Tâches demandées
- A) Dites si chacune des affirmations suivantes concorde avec le document source, en répondant par oui ou par non et en citant textuellement les mots décisifs : (i) Colette Fière travaillait pour l'agence de voyages « La Maison du Cantal » ; (ii) Christian Lecoq est né à Bagnolet ; (iii) le montant total des sommes gardées au préjudice de l'employeur a été arrêté à 35 000 francs au moins.
- B) Indiquez, d'après le document source, combien de chèques inférieurs à 1 000 francs Colette Fière a émis sans provision suffisante préalable et disponible.

Document source

Tout l’été, « Les Jours » vous plongent dans un autre monde, celui de la justice française de 1973. Du lundi au vendredi à midi, nous publions des extraits des minutes correctionnelles du tribunal de grande instance de Paris d’il y a tout juste un demi-siècle. Un regard sur les délinquants du passé avec les mots de l’époque (lire l’épisode 1, « La délinquance, c’était mieux avant ? »). En accès libre.
«Prévenus : Colette Fière, née le 2 novembre 1942 à Paris XIVe, divorcée, secrétaire, demeurant 4, rue Philidor à Paris XXe, secrétaire, de nationalité française.
Christian Lecoq, né le 26 février 1950 à Paris, étudiant, demeurant 5, rue de l’Égalité à Bagnolet, en Seine-Saint-Denis, de nationalité française.
Attendu qu’il résulte de l’information et des débats que la femme Fière qui, en 1970, 1971 et 1972, était employée au service de l’agence de voyages « La Maison du Cantal », a délivré à un grand nombre de personnes des billets de transport par la SNCF après avoir inscrit sur les doubles demeurés au carnet à souches une distance et un prix très inférieurs à ceux qui figuraient sur les originaux de telle sorte qu’elle a perçu des sommes supérieures à celles qui ont été portées en caisse et en comptabilité, et en a gardé pour elle et au préjudice de son employeur la plus grande partie, dont le montant total a été arrêté à 35 000 francs au moins ; qu’elle a fourni notamment une vingtaine de billets gratuits ou à moitié prix à Christian Lecoq pour des parcours qu’il lui a indiqués, qu’elle a ainsi conservé pour elle une somme de 1 110 francs qu’un sieur Germain lui avait remis en mai 1972 pour La Maison du Cantal et touché par endossement à son compte personnel des chèques pour un montant de 9 601 francs 80 destinés à celle-ci ; que, d’autre part, elle a émis sans provision suffisante préalable et disponible quatre chèques supérieurs à 1 000 francs et cinq chèques inférieurs à 1 000 francs. Attendu que la femme Fière a donc bien commis les abus de confiance, les faux, les quatre délits et les cinq contraventions d’émission de chèques sans provision tels qu’ils sont spécifiés et circonstanciés par l’ordonnance de renvoi.

Lignes de pointage d'objets nommés
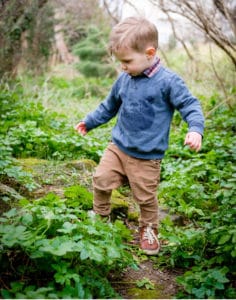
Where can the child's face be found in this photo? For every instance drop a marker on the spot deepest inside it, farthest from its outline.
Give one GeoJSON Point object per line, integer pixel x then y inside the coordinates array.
{"type": "Point", "coordinates": [133, 62]}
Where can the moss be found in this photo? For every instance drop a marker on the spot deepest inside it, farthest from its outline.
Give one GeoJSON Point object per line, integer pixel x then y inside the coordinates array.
{"type": "Point", "coordinates": [28, 164]}
{"type": "Point", "coordinates": [79, 196]}
{"type": "Point", "coordinates": [133, 216]}
{"type": "Point", "coordinates": [157, 293]}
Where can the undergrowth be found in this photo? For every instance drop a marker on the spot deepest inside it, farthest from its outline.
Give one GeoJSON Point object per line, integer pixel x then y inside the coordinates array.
{"type": "Point", "coordinates": [51, 248]}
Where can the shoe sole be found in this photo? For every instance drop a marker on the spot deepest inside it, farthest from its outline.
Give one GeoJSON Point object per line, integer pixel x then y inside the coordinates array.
{"type": "Point", "coordinates": [151, 252]}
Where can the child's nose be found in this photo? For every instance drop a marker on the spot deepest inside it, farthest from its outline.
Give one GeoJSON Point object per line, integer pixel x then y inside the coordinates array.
{"type": "Point", "coordinates": [123, 67]}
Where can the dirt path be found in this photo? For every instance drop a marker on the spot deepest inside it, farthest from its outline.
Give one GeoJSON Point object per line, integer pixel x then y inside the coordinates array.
{"type": "Point", "coordinates": [146, 281]}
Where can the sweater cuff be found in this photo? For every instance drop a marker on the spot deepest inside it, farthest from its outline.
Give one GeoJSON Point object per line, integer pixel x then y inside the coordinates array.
{"type": "Point", "coordinates": [197, 129]}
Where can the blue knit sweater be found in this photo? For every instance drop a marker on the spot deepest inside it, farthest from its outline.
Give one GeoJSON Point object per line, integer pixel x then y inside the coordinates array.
{"type": "Point", "coordinates": [144, 107]}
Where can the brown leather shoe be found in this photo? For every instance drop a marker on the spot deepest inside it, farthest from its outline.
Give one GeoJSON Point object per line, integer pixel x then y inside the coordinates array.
{"type": "Point", "coordinates": [148, 240]}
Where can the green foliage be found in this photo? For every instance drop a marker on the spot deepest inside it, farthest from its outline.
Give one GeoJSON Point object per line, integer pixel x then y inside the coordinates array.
{"type": "Point", "coordinates": [79, 197]}
{"type": "Point", "coordinates": [72, 252]}
{"type": "Point", "coordinates": [202, 189]}
{"type": "Point", "coordinates": [93, 55]}
{"type": "Point", "coordinates": [30, 22]}
{"type": "Point", "coordinates": [146, 283]}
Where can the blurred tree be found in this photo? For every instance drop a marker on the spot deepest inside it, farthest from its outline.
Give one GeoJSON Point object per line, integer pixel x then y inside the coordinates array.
{"type": "Point", "coordinates": [94, 58]}
{"type": "Point", "coordinates": [215, 18]}
{"type": "Point", "coordinates": [26, 31]}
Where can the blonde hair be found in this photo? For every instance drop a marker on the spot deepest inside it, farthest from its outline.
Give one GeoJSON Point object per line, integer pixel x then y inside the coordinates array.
{"type": "Point", "coordinates": [135, 33]}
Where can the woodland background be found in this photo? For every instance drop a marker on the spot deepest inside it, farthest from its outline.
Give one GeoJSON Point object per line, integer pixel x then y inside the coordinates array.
{"type": "Point", "coordinates": [54, 69]}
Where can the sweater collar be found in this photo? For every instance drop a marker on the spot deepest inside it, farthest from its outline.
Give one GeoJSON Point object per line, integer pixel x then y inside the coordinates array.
{"type": "Point", "coordinates": [149, 72]}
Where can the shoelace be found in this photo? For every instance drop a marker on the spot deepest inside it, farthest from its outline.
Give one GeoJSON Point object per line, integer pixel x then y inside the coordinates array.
{"type": "Point", "coordinates": [149, 235]}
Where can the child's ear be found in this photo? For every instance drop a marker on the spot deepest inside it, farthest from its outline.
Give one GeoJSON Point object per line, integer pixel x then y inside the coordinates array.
{"type": "Point", "coordinates": [150, 52]}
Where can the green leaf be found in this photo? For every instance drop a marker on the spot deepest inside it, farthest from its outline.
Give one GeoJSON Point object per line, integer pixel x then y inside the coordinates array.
{"type": "Point", "coordinates": [225, 238]}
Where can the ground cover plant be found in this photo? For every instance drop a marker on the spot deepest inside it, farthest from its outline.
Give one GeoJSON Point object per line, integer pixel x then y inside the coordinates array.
{"type": "Point", "coordinates": [37, 120]}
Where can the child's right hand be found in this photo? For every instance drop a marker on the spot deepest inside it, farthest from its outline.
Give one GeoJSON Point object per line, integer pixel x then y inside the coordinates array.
{"type": "Point", "coordinates": [81, 128]}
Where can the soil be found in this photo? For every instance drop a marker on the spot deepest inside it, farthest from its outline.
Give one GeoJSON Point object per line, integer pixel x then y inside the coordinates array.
{"type": "Point", "coordinates": [146, 281]}
{"type": "Point", "coordinates": [162, 283]}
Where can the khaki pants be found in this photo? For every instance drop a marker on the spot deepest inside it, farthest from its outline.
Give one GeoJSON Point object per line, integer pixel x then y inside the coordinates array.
{"type": "Point", "coordinates": [114, 169]}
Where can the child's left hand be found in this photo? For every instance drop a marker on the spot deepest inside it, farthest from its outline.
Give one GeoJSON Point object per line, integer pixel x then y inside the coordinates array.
{"type": "Point", "coordinates": [193, 140]}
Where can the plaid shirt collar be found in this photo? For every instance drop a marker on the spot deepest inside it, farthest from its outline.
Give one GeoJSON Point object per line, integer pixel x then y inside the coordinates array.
{"type": "Point", "coordinates": [153, 69]}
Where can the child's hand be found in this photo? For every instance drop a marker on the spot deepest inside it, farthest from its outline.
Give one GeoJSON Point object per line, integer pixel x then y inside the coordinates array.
{"type": "Point", "coordinates": [81, 128]}
{"type": "Point", "coordinates": [193, 140]}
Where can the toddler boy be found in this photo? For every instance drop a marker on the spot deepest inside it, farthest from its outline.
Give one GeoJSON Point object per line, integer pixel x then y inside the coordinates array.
{"type": "Point", "coordinates": [144, 98]}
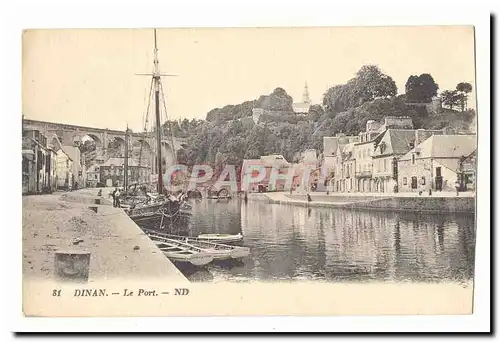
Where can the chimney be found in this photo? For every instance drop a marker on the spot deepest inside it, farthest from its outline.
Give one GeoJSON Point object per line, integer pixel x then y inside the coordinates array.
{"type": "Point", "coordinates": [421, 135]}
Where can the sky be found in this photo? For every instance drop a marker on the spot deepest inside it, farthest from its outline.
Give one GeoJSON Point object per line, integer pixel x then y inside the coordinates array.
{"type": "Point", "coordinates": [87, 77]}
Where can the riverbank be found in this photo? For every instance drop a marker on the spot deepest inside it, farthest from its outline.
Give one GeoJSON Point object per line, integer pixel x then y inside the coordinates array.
{"type": "Point", "coordinates": [437, 202]}
{"type": "Point", "coordinates": [65, 221]}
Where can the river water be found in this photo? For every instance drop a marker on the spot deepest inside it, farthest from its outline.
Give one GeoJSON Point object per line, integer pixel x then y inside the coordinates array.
{"type": "Point", "coordinates": [293, 243]}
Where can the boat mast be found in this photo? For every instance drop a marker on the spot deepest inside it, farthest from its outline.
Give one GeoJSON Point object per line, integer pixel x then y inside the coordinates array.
{"type": "Point", "coordinates": [156, 79]}
{"type": "Point", "coordinates": [156, 83]}
{"type": "Point", "coordinates": [125, 169]}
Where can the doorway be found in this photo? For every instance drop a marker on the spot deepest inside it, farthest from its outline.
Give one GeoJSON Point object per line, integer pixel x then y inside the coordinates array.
{"type": "Point", "coordinates": [439, 179]}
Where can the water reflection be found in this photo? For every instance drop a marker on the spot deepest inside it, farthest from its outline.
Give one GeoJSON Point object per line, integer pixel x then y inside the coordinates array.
{"type": "Point", "coordinates": [299, 243]}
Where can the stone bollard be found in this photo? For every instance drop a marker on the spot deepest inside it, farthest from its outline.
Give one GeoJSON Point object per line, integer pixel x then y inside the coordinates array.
{"type": "Point", "coordinates": [72, 266]}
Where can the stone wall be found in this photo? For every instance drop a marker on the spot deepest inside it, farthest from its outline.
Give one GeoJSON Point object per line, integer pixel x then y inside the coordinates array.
{"type": "Point", "coordinates": [420, 204]}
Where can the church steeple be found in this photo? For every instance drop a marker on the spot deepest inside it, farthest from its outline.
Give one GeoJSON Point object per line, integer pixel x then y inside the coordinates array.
{"type": "Point", "coordinates": [305, 95]}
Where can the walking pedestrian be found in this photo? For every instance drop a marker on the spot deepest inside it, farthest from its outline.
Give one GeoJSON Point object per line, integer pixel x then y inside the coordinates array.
{"type": "Point", "coordinates": [113, 194]}
{"type": "Point", "coordinates": [457, 186]}
{"type": "Point", "coordinates": [117, 197]}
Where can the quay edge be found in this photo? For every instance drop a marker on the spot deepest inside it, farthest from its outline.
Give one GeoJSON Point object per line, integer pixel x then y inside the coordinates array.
{"type": "Point", "coordinates": [118, 248]}
{"type": "Point", "coordinates": [417, 203]}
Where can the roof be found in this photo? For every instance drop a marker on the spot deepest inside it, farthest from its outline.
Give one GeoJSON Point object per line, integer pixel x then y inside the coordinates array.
{"type": "Point", "coordinates": [119, 161]}
{"type": "Point", "coordinates": [400, 141]}
{"type": "Point", "coordinates": [71, 151]}
{"type": "Point", "coordinates": [445, 146]}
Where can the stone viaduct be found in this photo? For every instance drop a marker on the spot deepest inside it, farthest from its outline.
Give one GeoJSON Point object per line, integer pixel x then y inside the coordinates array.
{"type": "Point", "coordinates": [103, 137]}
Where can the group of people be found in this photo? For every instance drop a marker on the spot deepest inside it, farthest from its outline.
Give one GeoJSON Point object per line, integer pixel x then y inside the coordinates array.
{"type": "Point", "coordinates": [116, 198]}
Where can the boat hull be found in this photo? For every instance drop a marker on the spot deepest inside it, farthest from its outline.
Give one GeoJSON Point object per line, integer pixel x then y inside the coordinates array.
{"type": "Point", "coordinates": [220, 238]}
{"type": "Point", "coordinates": [194, 259]}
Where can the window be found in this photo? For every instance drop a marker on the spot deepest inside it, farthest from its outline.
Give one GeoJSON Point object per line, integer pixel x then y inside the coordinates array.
{"type": "Point", "coordinates": [413, 182]}
{"type": "Point", "coordinates": [25, 165]}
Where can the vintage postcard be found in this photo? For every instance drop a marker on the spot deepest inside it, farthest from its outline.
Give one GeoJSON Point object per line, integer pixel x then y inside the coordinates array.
{"type": "Point", "coordinates": [249, 171]}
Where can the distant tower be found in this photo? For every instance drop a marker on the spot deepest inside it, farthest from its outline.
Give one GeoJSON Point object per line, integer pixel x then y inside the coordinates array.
{"type": "Point", "coordinates": [305, 95]}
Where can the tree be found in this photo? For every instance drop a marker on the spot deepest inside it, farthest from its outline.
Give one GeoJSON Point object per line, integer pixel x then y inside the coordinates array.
{"type": "Point", "coordinates": [451, 98]}
{"type": "Point", "coordinates": [420, 89]}
{"type": "Point", "coordinates": [369, 84]}
{"type": "Point", "coordinates": [315, 112]}
{"type": "Point", "coordinates": [464, 89]}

Réponses dans l'ordre
- A)
(i) Oui : « était employée au service de l’agence de voyages « La Maison du Cantal » ».
(ii) Non : « né le 26 février 1950 à Paris ».
(iii) Oui : « dont le montant total a été arrêté à 35 000 francs au moins ».

- B) Cinq chèques.